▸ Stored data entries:
_____
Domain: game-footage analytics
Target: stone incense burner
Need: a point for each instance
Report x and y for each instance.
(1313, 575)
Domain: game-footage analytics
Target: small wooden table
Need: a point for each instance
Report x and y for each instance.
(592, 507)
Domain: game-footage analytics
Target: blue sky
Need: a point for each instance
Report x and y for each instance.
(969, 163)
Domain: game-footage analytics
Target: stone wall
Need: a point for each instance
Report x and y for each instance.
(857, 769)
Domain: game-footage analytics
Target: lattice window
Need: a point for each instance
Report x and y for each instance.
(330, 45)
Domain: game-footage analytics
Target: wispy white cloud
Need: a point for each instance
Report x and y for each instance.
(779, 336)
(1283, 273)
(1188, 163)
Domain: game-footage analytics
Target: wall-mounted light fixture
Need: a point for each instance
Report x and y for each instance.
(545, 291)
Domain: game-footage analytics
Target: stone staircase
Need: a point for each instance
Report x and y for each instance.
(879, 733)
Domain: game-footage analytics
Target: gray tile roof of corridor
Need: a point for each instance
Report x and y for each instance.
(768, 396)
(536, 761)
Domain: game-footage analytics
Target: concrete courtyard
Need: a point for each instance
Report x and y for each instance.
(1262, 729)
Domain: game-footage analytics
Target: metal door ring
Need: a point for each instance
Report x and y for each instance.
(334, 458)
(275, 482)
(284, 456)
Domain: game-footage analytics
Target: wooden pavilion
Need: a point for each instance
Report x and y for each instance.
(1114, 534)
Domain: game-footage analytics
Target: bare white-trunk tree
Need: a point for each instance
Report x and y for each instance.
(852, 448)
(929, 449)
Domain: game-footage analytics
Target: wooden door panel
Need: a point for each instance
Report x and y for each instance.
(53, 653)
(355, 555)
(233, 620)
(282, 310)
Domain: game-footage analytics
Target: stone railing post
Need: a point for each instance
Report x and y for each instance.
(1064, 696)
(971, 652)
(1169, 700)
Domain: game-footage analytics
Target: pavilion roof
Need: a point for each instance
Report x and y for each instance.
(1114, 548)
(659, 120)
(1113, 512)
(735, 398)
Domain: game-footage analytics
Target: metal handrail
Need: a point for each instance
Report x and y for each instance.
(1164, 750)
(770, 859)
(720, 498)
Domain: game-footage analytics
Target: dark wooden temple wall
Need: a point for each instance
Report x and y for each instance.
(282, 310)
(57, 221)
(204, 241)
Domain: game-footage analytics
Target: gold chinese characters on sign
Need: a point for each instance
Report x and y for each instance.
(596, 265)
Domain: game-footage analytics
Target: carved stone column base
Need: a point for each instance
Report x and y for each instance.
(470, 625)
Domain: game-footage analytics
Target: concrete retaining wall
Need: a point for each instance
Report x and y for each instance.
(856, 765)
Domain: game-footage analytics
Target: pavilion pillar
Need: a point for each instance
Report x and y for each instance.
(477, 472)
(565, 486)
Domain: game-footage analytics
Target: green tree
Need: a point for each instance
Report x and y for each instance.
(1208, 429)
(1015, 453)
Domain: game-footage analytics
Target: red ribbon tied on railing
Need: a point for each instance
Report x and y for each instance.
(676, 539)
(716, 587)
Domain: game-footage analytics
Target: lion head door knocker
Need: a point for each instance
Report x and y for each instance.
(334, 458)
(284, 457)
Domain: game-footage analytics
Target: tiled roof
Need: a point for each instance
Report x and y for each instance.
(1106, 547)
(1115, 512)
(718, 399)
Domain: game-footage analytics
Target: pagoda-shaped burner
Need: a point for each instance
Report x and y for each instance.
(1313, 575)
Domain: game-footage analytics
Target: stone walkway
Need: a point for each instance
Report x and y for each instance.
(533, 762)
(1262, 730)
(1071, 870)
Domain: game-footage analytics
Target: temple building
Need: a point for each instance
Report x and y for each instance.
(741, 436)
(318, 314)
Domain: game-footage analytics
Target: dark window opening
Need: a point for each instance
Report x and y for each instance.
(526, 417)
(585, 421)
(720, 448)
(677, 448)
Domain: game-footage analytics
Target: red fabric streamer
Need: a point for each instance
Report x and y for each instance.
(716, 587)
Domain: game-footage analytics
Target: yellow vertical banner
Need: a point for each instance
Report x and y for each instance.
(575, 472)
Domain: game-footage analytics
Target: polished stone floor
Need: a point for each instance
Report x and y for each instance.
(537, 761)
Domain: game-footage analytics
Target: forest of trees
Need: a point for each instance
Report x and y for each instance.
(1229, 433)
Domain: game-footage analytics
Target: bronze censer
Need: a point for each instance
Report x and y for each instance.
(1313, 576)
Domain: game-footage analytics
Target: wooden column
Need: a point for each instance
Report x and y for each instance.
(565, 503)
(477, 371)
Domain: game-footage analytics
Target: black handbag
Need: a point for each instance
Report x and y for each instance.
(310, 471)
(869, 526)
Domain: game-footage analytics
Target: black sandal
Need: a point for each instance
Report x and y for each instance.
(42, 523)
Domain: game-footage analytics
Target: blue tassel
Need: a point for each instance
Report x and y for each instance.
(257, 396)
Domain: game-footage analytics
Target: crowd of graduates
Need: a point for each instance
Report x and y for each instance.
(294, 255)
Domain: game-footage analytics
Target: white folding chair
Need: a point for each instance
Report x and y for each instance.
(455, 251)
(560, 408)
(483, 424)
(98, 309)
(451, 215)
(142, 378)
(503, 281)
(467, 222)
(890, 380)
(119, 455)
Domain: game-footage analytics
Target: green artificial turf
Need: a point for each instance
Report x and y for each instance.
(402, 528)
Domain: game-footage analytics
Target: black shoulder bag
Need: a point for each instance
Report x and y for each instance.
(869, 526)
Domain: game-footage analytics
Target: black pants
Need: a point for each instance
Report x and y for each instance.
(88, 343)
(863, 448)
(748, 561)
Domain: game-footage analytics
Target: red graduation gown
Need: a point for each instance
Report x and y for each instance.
_____
▸ Your objective:
Report each line of the entries where the word "temple" occurs.

▸ Your response:
Target: dark wooden temple wall
Target: temple building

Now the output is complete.